## [Brief]
Working from the line that contains "the sky in the photograph above." to the final line, transcribe each line exactly. No pictures belong in the copy.

## start

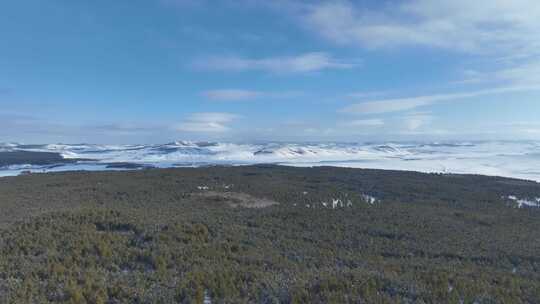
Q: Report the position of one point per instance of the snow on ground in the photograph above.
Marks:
(520, 159)
(527, 202)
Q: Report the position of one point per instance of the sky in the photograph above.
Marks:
(153, 71)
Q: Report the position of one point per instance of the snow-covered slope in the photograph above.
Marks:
(511, 159)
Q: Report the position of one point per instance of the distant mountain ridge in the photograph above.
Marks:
(520, 159)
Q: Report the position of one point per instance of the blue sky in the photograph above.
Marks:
(141, 71)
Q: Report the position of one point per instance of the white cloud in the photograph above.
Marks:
(363, 123)
(414, 121)
(304, 63)
(244, 95)
(232, 94)
(506, 27)
(208, 122)
(404, 104)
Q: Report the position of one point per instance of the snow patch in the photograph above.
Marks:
(524, 202)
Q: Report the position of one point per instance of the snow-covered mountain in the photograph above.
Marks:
(512, 159)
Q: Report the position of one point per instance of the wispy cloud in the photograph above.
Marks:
(247, 95)
(304, 63)
(376, 122)
(483, 26)
(405, 104)
(208, 122)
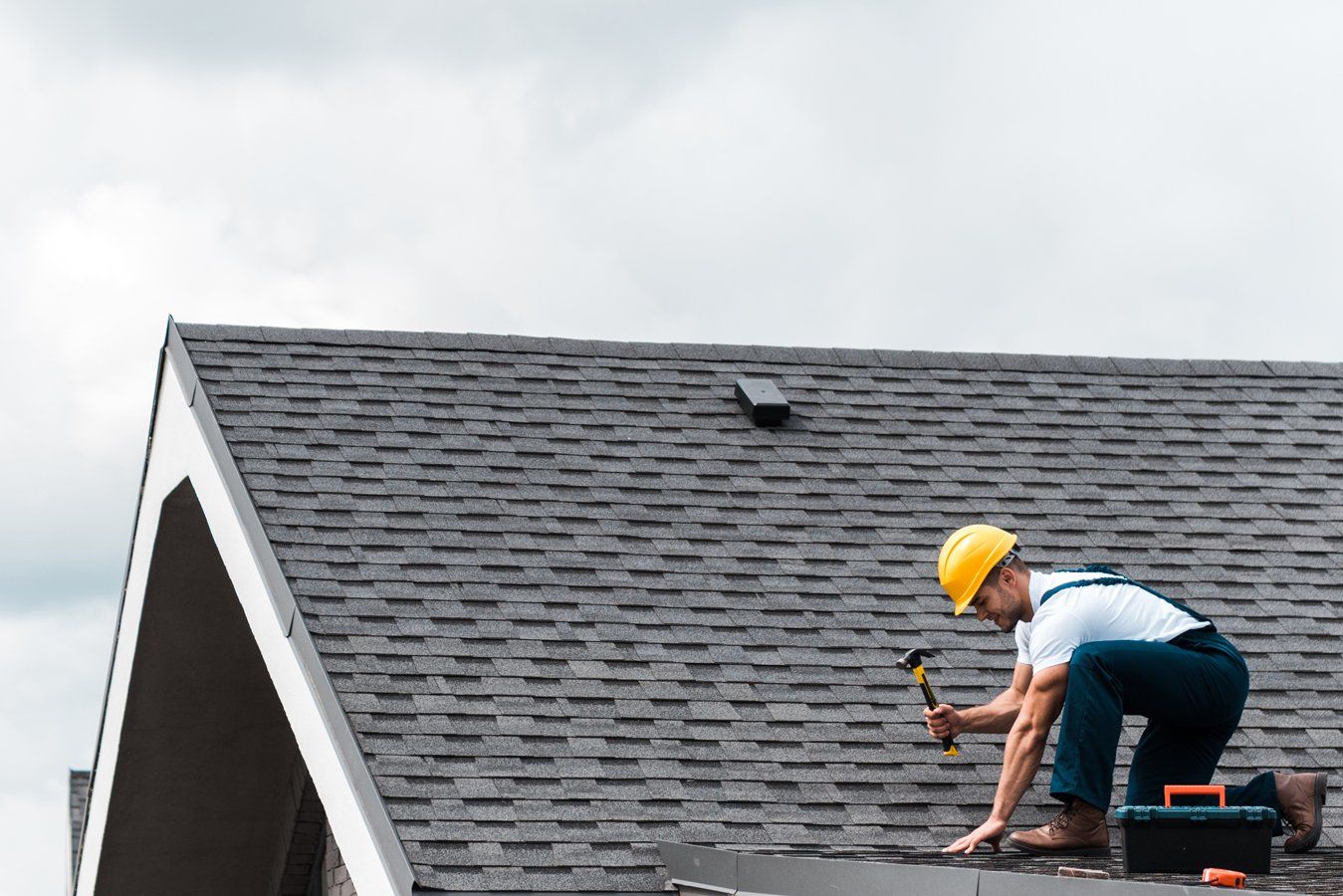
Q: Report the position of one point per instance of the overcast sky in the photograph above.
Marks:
(1151, 179)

## end

## [Output for this exercise]
Q: Report the position of one point per instance of the sky in the photograph above.
Marks:
(153, 71)
Q: Report the position of one point per instance of the snow-covered slope in the photograph above.
Marks:
(511, 159)
Q: Report the position of one point per instance of the distant mountain ridge in the photograph above.
Marks:
(520, 159)
Q: Report the position of one point per instance of the blue sky in the photograph above.
Marks:
(141, 71)
Q: Report the position of one point per instance of the white cloud in the photograph above.
Marks:
(363, 123)
(414, 121)
(304, 63)
(244, 95)
(232, 94)
(506, 27)
(208, 122)
(404, 104)
Q: Report the position of one point per instance of the snow patch in the photograph above.
Marks:
(524, 202)
Q: Report the position of one point per instance of the snow-covered mountain in the photograph above.
Marks:
(512, 159)
Q: Report the position of one point per instance of the wispy cloud in the photograph above.
Marks:
(247, 95)
(304, 63)
(376, 122)
(483, 26)
(405, 104)
(208, 122)
Q: Report the position of one point per instance of the overcast sky in the photograph above.
Marks:
(1151, 179)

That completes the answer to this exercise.